------ Textauszug ------

31996Y0306(01)

Mitteilung der Kommission über "de minimis"-Beihilfen

Amtsblatt Nr. C 068 vom 06/03/1996 S. 0009 - 0010


Mitteilung der Kommission über "de minimis"-Beihilfen (96/C 68/06)

(Text von Bedeutung für den EWR)

Nach Artikel 92 Absatz 1 EG-Vertrag sind - mit Ausnahmemöglichkeiten - "staatliche oder aus staatlichen Mitteln gewährte Beihilfen gleich welcher Art, die durch die Begünstigung bestimmter Unternehmen oder Produktionszweige den Wettbewerb verfälschen oder zu verfälschen drohen," verboten, soweit sie den Handel zwischen Mitgliedstaaten beeinträchtigen. Auch wenn staatlich finanzierte Eingriffe jeglicher Art zugunsten eines Unternehmens in einem mehr oder weniger bedeutsamen Maße den Wettbewerb zwischen diesem Unternehmen und seinen Konkurrenten, die keine derartige Beihilfe erhalten, verfälschen oder zu verfälschen drohen, so haben doch nicht alle Beihilfen eine spürbare Auswirkung auf den Handel und den Wettbewerb zwischen Mitgliedstaaten. Dies gilt insbesondere für Beihilfen, deren Betrag sehr gering ist. Derartige Beihilfen werden meistens - aber nicht ausschließlich - für KMU gewährt, und zwar in der Regel im Rahmen von Regelungen, die von lokalen oder regionalen Behörden verwaltet werden.

------

▶ Aufgaben:
**A)** Nenne alle Merkmale, die eine Beihilfe laut der Mitteilung über De-minimis-Beihilfen erfüllen muss, damit sie nach Artikel 92 Absatz 1 EG-Vertrag verboten ist.
**B)** Für wen werden Beihilfen mit sehr geringem Betrag laut der Mitteilung über De-minimis-Beihilfen meistens gewährt?

------ Gegebene Daten ------

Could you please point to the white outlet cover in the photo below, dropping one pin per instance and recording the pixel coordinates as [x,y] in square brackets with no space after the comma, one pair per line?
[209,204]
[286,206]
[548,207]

------

▶ Antworten:
**A)**
- Sie wird staatlich oder aus staatlichen Mitteln gewährt.
- Sie begünstigt bestimmte Unternehmen oder Produktionszweige.
- Sie verfälscht den Wettbewerb oder droht ihn zu verfälschen.
- Sie beeinträchtigt den Handel zwischen Mitgliedstaaten.

**B)** Sie werden meistens, aber nicht ausschließlich, für KMU gewährt.